Exercise set
- A) From the debate excerpt on private renting, reproduce the passage starting at "The noble Baroness" and ending at "for longer lets.".
- B) Answer these questions using the debate excerpt on private renting:
(i) What EPC rating is proposed as a requirement for new tenancies?
(ii) To what amount is the maximum spend that landlords must invest to be raised from April 2025?
(iii) What has the Government committed to consult on the introduction of?
- C) List every effect that the debate excerpt on private renting attributes to build to rent.

Source
------------------------------------------------------------

My Lords, I do not agree that it is a blunt tool. We propose to apply to new tenancies a requirement for an EPC rating of C and raise the maximum spend that landlords are required to invest to £10,000 from April 2025, and to all tenancies by April 2028—the noble Lord is right. If we are going to meet our net-zero strategy, we have to commit even further to consulting on phasing in even higher minimum performance standards. That will take place through the social housing sector but also through the private rented sector.
My Lords, further to the noble Lord’s original Question, is there not an inevitable tension between the interests of the private landlord on the one hand, who wants access to his capital or property and is therefore interested in a short lease, and the interests of families and tenants on the other hand, for whom renting may now be the only tenure and who want a much longer lease? Should we not be moving far more quickly to the position that exists in most other countries, where good-quality rented accommodation is provided by financial institutions as a long-term investment, as they are more prepared to issue the long leases that tenants increasingly want?
My noble friend brings up an extremely important point. The Government have always welcomed new institutional investments in the private rented sector and will continue to do so. We have also made a number of interventions to support the build-to-rent sector, such as the build to rent fund and the private rented sector guarantee scheme. Build to rent boosts housing supply and diversifies the private rented sector, but it also increases quality and choice for renters in cities and towns across the country. I will take the noble Lord’s views back to the department, and we will look into this further.
My Lords, I thank the Minister for her answer to the first part of the Question, but does she accept that part of the reduction in supply is due to some landlords choosing the more lucrative Airbnb lettings and platforms, and that the Government’s policy to restrict mortgage interest relief on buy-to-let mortgages has inadvertently contributed to this loss of homes by exempting those lettings from that relief? Will the Government look seriously at this and other tax issues to level the playing field in order to attract landlords back to much-needed longer secure tenancies?
The noble Baroness brings up an important point. We know that this has become more important over the last year. We have committed as a Government to consult on the introduction of a use class for short-term lets; I think that is important. Subject to the outcome of that consultation, this will help local authorities to better control the increase of such uses where landlords seek to use existing homes for short lets, rather than using them for longer lets.
My Lords, given the ongoing cost of living crisis and the reliance of many people for survival purposes on food banks, what impact do the Government believe the lack of available homes to rent is having on the ability of councils and other providers to provide for the homeless?

------------------------------------------------------------

Dataset excerpt
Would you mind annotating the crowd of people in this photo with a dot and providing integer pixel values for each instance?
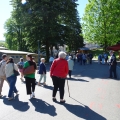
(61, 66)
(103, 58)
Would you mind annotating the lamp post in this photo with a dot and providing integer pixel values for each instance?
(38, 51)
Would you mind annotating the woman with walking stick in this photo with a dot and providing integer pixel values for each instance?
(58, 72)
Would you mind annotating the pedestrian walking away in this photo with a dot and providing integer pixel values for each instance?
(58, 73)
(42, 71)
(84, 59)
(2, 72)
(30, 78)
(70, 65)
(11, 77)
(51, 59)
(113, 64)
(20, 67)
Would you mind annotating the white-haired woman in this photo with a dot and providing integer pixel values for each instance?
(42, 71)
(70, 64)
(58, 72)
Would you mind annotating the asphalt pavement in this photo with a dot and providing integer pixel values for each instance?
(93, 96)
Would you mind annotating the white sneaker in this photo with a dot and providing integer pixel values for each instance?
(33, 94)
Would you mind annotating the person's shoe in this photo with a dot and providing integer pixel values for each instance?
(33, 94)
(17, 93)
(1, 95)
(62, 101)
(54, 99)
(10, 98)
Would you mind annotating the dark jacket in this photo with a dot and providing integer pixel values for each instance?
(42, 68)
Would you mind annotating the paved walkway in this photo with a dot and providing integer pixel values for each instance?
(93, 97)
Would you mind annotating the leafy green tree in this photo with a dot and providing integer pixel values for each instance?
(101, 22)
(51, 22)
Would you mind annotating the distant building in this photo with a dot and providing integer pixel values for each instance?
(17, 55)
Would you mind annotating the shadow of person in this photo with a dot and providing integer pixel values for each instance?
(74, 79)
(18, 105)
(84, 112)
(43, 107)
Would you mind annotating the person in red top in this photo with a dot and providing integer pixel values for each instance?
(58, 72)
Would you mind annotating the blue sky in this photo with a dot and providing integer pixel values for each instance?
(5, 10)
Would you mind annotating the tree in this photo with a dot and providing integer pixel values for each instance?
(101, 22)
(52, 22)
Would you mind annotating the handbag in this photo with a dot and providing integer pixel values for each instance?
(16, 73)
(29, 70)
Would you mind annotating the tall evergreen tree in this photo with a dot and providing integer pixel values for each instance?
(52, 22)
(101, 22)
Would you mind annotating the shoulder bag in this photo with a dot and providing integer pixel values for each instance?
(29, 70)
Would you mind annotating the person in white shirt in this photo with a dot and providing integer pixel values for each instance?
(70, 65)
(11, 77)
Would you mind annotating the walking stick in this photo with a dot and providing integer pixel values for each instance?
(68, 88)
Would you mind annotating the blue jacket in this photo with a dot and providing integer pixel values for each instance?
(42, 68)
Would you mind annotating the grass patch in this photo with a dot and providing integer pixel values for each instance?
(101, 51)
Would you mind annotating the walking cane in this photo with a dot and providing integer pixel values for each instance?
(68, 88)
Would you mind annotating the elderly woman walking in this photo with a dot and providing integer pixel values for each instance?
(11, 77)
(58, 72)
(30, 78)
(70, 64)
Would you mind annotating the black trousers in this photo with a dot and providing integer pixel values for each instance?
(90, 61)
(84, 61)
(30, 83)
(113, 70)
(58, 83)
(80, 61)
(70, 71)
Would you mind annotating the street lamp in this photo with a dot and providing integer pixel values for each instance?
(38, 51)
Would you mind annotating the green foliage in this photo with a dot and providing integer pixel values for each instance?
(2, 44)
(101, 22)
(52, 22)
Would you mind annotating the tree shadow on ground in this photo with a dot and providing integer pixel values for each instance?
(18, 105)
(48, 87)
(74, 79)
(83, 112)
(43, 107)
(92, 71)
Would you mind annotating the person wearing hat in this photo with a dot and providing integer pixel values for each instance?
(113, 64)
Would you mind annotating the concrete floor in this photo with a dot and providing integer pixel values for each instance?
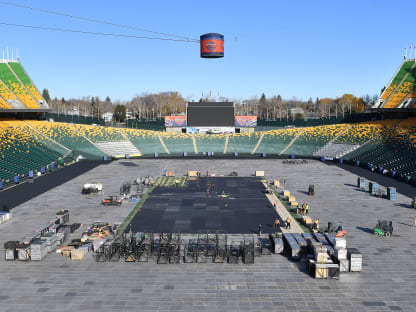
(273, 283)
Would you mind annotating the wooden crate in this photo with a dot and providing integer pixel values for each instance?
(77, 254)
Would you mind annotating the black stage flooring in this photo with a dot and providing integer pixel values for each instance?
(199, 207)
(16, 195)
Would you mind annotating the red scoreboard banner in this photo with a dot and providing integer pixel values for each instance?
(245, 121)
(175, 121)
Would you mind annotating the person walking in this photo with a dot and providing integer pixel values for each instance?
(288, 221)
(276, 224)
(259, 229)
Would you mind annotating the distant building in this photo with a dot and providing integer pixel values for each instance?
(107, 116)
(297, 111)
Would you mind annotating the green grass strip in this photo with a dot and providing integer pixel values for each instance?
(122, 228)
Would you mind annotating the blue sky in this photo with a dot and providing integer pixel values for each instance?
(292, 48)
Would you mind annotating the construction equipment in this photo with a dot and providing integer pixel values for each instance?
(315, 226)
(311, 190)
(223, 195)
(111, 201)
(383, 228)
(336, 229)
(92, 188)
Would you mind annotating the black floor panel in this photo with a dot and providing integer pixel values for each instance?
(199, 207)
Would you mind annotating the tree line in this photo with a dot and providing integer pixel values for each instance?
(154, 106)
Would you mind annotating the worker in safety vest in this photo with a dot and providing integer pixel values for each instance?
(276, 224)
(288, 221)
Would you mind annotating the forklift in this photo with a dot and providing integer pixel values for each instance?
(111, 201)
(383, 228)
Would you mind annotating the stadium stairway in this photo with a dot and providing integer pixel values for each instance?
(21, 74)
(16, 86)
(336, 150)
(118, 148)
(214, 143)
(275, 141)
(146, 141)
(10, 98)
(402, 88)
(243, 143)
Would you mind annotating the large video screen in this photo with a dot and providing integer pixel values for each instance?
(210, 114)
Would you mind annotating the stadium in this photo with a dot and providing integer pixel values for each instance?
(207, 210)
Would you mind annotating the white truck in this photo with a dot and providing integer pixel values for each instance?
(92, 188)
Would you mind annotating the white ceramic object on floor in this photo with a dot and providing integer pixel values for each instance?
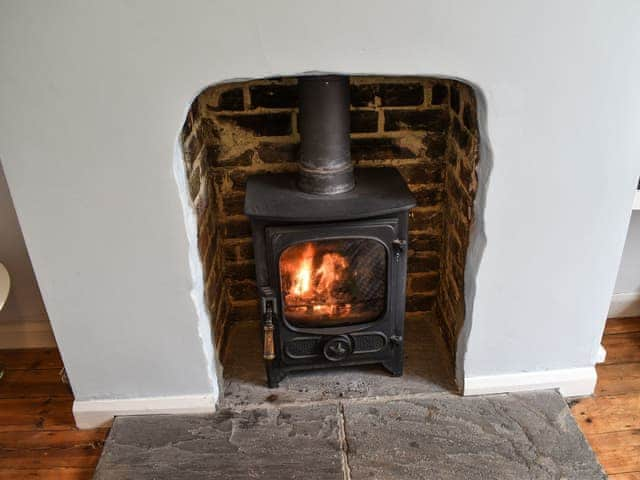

------------------------------------------------------------

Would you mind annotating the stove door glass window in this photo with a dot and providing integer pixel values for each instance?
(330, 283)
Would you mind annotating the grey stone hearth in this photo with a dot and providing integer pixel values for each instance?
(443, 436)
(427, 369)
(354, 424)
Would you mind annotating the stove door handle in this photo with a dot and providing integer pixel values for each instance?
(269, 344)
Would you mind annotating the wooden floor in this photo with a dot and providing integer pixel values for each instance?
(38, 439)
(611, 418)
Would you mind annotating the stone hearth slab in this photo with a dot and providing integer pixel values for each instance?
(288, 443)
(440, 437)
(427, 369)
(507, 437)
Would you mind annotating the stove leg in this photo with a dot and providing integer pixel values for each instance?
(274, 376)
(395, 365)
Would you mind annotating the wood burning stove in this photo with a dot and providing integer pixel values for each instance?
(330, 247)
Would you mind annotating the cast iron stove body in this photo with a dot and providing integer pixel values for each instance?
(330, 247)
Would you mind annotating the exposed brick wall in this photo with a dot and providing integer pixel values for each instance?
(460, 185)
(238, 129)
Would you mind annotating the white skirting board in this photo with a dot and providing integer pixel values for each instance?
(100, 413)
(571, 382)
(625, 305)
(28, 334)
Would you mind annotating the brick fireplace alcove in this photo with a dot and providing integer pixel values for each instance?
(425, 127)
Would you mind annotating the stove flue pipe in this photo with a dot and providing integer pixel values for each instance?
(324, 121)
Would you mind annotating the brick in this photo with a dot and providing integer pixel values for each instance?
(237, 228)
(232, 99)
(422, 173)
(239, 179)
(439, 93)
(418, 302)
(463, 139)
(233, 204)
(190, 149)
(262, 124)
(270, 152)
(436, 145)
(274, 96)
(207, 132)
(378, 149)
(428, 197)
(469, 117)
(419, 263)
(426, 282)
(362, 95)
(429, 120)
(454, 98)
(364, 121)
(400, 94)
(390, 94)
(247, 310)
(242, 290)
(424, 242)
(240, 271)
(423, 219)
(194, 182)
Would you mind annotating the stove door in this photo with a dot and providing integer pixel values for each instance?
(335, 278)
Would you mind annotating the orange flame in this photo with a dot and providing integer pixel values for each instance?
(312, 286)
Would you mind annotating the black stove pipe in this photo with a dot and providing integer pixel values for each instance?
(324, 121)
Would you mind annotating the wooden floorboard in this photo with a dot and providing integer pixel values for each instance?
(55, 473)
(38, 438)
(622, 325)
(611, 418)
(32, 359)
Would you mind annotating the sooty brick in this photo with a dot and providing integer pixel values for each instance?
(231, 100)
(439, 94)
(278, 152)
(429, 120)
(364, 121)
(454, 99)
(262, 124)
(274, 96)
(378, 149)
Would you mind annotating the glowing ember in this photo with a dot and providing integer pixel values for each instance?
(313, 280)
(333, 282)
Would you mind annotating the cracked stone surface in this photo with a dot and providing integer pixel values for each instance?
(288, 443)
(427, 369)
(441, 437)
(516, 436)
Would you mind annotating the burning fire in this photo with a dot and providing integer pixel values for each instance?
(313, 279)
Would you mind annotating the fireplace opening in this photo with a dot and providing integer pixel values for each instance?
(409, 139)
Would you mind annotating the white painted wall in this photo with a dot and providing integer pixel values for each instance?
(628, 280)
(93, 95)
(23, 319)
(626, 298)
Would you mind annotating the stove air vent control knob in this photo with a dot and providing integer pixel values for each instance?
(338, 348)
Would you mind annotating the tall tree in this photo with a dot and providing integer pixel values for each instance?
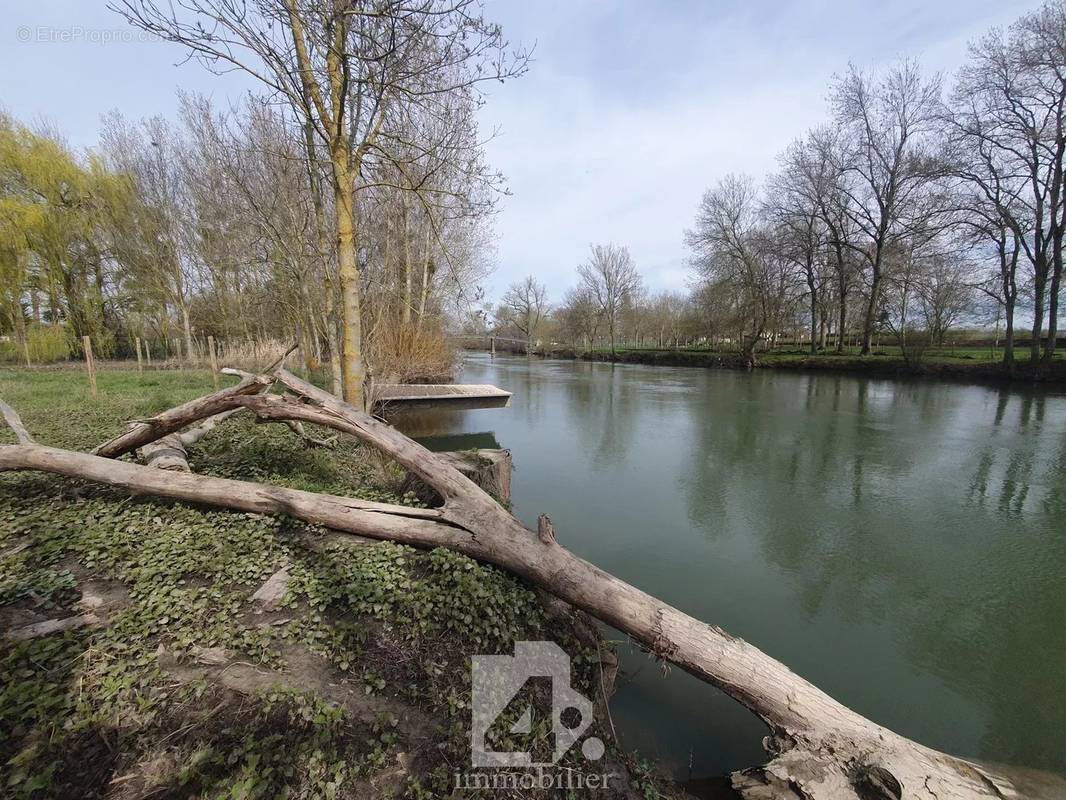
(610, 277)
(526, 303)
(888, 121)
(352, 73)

------------------------------------------------------------

Task solutions
- A)
The noble Baroness brings up an important point. We know that this has become more important over the last year. We have committed as a Government to consult on the introduction of a use class for short-term lets; I think that is important. Subject to the outcome of that consultation, this will help local authorities to better control the increase of such uses where landlords seek to use existing homes for short lets, rather than using them for longer lets.

- B)
(i) An EPC rating of C.
(ii) £10,000.
(iii) A use class for short-term lets.

- C)
- It boosts housing supply.
- It diversifies the private rented sector.
- It increases quality and choice for renters in cities and towns across the country.